*** Input data ***

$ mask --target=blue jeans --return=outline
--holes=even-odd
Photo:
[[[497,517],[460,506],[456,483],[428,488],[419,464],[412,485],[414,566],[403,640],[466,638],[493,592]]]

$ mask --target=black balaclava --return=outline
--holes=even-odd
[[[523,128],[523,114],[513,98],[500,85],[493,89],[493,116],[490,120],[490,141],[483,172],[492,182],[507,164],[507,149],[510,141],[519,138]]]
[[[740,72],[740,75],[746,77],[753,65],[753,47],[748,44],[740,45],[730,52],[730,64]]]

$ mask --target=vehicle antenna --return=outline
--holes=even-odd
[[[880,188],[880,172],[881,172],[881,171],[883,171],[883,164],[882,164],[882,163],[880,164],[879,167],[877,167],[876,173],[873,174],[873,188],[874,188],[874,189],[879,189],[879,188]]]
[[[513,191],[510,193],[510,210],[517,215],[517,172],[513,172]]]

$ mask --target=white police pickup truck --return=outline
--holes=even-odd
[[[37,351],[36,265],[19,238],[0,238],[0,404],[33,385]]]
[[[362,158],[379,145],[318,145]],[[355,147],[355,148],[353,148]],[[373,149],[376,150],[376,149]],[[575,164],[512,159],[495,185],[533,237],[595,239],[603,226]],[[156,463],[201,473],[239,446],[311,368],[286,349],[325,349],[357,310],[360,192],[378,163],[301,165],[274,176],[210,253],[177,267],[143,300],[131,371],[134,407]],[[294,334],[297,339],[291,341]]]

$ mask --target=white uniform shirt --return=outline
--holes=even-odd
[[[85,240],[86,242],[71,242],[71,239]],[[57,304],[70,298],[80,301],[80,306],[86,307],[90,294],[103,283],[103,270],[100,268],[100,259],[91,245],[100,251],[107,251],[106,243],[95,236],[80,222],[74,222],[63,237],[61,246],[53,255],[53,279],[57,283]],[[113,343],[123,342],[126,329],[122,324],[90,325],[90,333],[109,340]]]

*** End of Input data ***

Your instructions:
Return the records given above in their entirety, word for word.

Solution below:
$ mask --target=blue jeans --return=outline
--holes=even-odd
Photo:
[[[497,517],[460,506],[456,483],[428,488],[419,464],[412,485],[414,566],[403,640],[466,638],[493,592]]]

$ mask --target=black balaclava --return=outline
--holes=even-odd
[[[523,128],[523,114],[513,98],[500,85],[493,89],[493,116],[490,120],[490,141],[483,172],[492,182],[507,164],[507,149],[510,141],[519,138]]]
[[[740,72],[740,75],[746,77],[753,65],[753,47],[748,44],[740,45],[730,52],[730,64]]]

$ mask --target=vehicle antenna --return=outline
--holes=even-odd
[[[880,188],[880,172],[881,172],[881,171],[883,171],[883,164],[882,164],[882,163],[880,164],[879,167],[877,167],[876,173],[873,174],[873,188],[874,188],[874,189],[879,189],[879,188]]]
[[[513,191],[510,193],[510,210],[517,215],[517,172],[513,172]]]

$ mask --target=white police pickup truck --return=outline
--holes=even-odd
[[[37,351],[36,265],[19,238],[0,238],[0,404],[33,385]]]
[[[362,158],[379,145],[318,145]],[[355,147],[355,148],[353,148]],[[373,149],[376,150],[376,149]],[[575,164],[512,159],[495,185],[533,237],[595,239],[603,226]],[[156,463],[201,473],[239,446],[311,368],[286,349],[325,349],[357,310],[360,192],[378,163],[301,165],[274,176],[210,253],[177,267],[143,300],[131,371],[134,407]],[[294,334],[297,339],[291,341]]]

$ mask --target=white uniform shirt --return=outline
--holes=even-odd
[[[85,240],[86,242],[71,242],[71,239]],[[57,304],[70,298],[80,301],[80,306],[86,307],[90,294],[103,283],[103,270],[100,268],[100,259],[91,245],[100,251],[107,251],[106,243],[95,236],[80,222],[74,222],[63,237],[61,246],[53,255],[53,279],[57,283]],[[113,343],[123,342],[126,329],[122,324],[90,325],[90,333],[109,340]]]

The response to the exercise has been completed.